:: WHAT YOU NEED TO DO ::
For each line in the records that contains "attr", make a copy.

Collected data entries
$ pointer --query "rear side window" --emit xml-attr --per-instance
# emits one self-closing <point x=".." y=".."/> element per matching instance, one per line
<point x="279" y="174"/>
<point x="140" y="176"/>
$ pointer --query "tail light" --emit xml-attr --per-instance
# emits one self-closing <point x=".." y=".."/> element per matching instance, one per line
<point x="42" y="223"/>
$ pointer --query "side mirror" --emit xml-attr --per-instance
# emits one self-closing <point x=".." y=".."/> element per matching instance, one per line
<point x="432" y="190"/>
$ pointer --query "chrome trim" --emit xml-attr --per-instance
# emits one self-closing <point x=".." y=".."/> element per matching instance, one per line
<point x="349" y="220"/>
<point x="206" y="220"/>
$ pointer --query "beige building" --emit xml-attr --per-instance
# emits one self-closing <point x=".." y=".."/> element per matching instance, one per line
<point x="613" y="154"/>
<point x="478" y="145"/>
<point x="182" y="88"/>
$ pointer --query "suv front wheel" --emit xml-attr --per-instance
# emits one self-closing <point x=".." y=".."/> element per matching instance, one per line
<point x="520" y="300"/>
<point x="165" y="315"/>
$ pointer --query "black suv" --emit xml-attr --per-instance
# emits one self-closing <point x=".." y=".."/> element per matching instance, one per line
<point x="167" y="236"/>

:: RESULT ::
$ pointer --query "rear side window" --emit xml-attr --per-instance
$ pointer --query "tail light" --emit xml-attr --per-instance
$ pointer --query "side mirror" --emit xml-attr --per-instance
$ pointer --query "chrome trim" --emit xml-attr --per-instance
$ pointer --query "beige building" --emit xml-attr --per-instance
$ pointer --query "suv front wheel" --emit xml-attr --per-instance
$ pointer --query "black suv" --emit xml-attr --per-instance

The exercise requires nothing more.